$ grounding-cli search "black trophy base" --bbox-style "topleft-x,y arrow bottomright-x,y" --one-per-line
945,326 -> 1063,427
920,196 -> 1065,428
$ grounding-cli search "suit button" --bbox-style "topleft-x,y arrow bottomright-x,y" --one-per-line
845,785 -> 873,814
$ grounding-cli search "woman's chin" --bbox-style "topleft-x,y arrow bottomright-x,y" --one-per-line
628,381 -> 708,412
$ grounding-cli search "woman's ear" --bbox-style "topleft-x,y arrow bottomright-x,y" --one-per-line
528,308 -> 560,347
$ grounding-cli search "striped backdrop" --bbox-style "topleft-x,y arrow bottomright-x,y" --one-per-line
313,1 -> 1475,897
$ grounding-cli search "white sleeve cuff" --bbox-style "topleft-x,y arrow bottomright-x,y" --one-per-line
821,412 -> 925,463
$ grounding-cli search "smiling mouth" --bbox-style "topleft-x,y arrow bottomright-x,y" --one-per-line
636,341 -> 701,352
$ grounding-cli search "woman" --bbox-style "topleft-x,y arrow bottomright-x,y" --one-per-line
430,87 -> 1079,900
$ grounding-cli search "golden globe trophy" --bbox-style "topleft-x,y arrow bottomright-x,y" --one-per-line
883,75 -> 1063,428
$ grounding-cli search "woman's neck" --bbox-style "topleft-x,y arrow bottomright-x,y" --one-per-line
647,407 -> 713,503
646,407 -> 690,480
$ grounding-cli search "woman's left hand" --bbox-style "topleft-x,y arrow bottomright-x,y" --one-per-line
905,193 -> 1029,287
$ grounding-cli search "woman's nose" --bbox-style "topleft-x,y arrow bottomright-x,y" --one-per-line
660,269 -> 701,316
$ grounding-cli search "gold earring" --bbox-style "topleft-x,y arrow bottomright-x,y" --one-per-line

#####

■ **ACTIVITY**
Write every record out again exactly.

■ **COMPLETED EXERCISE**
$ grounding-cli search "black trophy base" --bbox-style "topleft-x,y arrow bottomright-x,y" --one-per-line
945,326 -> 1063,427
920,196 -> 1065,428
$ grounding-cli search "suit button" --bbox-style "topleft-x,y arrow bottomright-x,y" --one-per-line
845,785 -> 873,814
$ grounding-cli search "woman's chin" --bbox-style "topleft-x,y arrow bottomright-x,y" --one-per-line
628,381 -> 708,412
$ grounding-cli search "woman's ear" --bbox-style "topleft-x,y arrow bottomright-x,y" --one-per-line
528,308 -> 560,347
$ grounding-cli search "striped backdrop" --bbox-style "topleft-x,y arrow bottomright-x,y" --one-per-line
313,1 -> 1475,897
$ grounding-cli search "white sleeve cuff" --bbox-style "topleft-x,y arrow bottomright-x,y" --one-per-line
821,412 -> 925,463
$ grounding-cli search "smiling mouth" --bbox-style "topleft-x,y arrow bottomright-x,y" --one-per-line
636,341 -> 701,352
$ grounding-cli search "woman" --bbox-style "topleft-x,y arrow bottomright-x,y" --one-per-line
430,87 -> 1079,900
$ grounding-cli search "golden globe trophy" --bbox-style "topleft-x,y arrow bottomright-x,y" --one-per-line
883,75 -> 1063,428
$ grounding-cli search "woman's neck" --bbox-style "topleft-x,y arrow bottomright-x,y" --one-per-line
647,407 -> 713,503
646,407 -> 690,480
$ grounding-cli search "woman's left hand" --bbox-style "topleft-x,y arrow bottomright-x,y" --one-per-line
905,193 -> 1029,287
$ grounding-cli search "woman's nose" --bbox-style "topleft-x,y arrow bottomright-x,y" --one-per-line
660,269 -> 701,316
$ grounding-cli search "gold earring" --bbox-style "topleft-x,y arrow bottomright-x,y" --one-per-line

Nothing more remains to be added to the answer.